*** Input data

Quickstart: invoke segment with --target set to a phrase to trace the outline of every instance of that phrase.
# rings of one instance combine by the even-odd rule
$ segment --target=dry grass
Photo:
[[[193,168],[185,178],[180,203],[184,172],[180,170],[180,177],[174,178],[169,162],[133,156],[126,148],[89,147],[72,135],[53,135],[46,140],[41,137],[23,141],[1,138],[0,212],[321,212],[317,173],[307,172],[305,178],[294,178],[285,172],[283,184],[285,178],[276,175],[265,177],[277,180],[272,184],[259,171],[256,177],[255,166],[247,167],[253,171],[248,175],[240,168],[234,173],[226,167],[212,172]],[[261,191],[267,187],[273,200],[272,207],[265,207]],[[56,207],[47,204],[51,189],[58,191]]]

******

### Stated problem
Arrange every line of the entries above as a Markdown table with two columns, Row and Line, numbering the rows and leaving out blank lines.

### Full solution
| Row | Line |
|---|---|
| 1 | Quickstart: invoke segment with --target set to a phrase to trace the outline of every instance of that phrase. |
| 2 | # rings of one instance combine by the even-odd rule |
| 3 | $ segment --target=dry grass |
| 4 | Photo: |
| 5 | [[[193,168],[185,178],[180,203],[184,172],[180,170],[180,177],[174,178],[169,162],[133,156],[126,148],[89,147],[72,135],[53,135],[46,140],[41,137],[23,141],[1,138],[0,212],[321,212],[317,173],[307,172],[305,178],[294,178],[285,172],[283,184],[285,178],[276,175],[265,177],[277,180],[272,184],[259,171],[256,177],[255,166],[247,167],[253,171],[248,175],[240,168],[234,173],[226,167],[212,172]],[[261,191],[267,187],[273,200],[272,207],[265,207]],[[56,207],[47,204],[51,189],[58,191]]] |